## Direction
Find each line in the rows below that contains the word "table" and copy it in full. Match case exactly.

## Exercise material
--- start ---

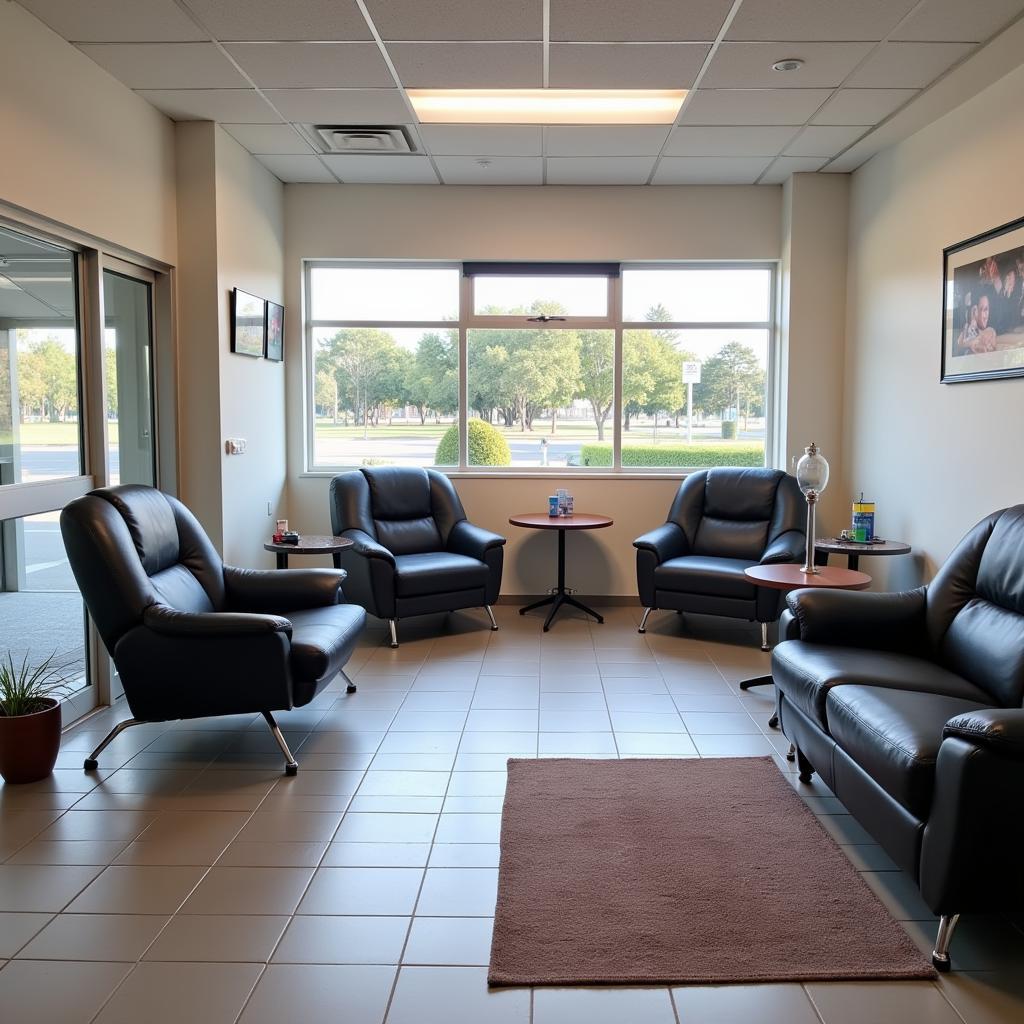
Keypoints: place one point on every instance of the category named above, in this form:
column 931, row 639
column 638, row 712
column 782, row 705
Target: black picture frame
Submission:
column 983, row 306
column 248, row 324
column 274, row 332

--- end ---
--- start ---

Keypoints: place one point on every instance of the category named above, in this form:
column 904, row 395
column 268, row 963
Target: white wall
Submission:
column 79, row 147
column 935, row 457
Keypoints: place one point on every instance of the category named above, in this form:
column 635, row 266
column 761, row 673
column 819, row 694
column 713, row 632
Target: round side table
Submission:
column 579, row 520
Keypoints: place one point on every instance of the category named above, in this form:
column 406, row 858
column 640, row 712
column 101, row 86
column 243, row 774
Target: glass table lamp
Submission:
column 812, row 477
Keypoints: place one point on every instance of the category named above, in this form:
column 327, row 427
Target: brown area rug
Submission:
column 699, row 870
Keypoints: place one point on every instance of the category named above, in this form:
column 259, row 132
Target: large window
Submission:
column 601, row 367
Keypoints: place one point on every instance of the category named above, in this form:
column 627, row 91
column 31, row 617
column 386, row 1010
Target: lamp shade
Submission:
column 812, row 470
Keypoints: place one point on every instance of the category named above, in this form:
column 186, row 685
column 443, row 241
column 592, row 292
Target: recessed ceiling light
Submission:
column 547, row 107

--- end ---
--- start ---

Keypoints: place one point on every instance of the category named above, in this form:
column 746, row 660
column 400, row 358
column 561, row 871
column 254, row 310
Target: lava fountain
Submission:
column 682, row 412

--- end ---

## Task solution
Target: round side table
Target: glass table lamp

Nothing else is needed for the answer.